+++ Dados do exercício +++

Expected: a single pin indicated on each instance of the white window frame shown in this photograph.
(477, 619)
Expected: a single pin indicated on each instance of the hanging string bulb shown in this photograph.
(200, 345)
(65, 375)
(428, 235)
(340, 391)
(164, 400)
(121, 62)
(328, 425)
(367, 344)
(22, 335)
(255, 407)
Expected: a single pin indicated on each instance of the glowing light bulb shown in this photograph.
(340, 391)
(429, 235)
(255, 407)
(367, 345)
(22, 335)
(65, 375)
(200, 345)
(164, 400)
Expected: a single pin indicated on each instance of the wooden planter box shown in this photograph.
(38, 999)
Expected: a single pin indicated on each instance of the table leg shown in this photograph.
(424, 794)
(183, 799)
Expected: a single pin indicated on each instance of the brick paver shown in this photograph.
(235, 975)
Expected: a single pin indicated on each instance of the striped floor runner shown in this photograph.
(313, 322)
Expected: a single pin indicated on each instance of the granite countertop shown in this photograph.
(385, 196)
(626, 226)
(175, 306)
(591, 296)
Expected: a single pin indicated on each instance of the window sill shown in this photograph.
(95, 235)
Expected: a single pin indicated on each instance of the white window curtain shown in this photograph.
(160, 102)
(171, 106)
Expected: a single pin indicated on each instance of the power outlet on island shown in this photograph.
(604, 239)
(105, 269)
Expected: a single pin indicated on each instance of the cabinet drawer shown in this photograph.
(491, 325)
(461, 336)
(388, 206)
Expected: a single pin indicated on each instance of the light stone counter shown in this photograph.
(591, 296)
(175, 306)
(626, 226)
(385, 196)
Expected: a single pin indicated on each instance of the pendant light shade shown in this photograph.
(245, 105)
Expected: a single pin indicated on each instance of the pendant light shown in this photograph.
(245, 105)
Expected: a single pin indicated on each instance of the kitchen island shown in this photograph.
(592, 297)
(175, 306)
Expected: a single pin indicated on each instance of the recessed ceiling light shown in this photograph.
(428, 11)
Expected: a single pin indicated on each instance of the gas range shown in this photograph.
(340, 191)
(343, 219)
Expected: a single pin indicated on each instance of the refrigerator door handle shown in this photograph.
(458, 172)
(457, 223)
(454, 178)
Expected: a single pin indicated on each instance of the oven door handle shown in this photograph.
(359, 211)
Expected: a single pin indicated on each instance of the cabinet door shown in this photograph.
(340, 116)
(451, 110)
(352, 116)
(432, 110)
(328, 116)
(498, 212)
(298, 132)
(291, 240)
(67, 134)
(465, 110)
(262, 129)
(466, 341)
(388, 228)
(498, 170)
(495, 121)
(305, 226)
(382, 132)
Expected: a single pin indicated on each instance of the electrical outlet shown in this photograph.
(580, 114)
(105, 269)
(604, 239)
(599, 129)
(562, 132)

+++

### O que fazer
Substitua "door handle" por "door pull" nas linhas que vão da que contém "ceiling light shown in this photograph." até a última, inclusive. Apresente somente essas linhas, sem nenhuma outra alteração.

### Resultado
Expected: a single pin indicated on each instance of the recessed ceiling light shown in this photograph.
(428, 11)
Expected: a single pin indicated on each instance of the gas range shown in this photograph.
(340, 191)
(343, 219)
Expected: a single pin indicated on each instance of the refrigerator door pull shown in this photograph.
(458, 172)
(457, 223)
(454, 178)
Expected: a single pin indicated on each instance of the oven door pull shown in this photograph.
(359, 211)
Expected: a single pin indicated on each instance of the cabinet door shown in this photograph.
(340, 116)
(451, 110)
(352, 116)
(432, 110)
(328, 116)
(498, 212)
(298, 132)
(291, 240)
(67, 134)
(465, 110)
(262, 129)
(466, 341)
(388, 228)
(498, 170)
(495, 121)
(305, 226)
(382, 132)
Expected: a single pin indicated on each instance of the electrical outlet shown in this photograph.
(580, 114)
(105, 269)
(604, 239)
(599, 129)
(562, 132)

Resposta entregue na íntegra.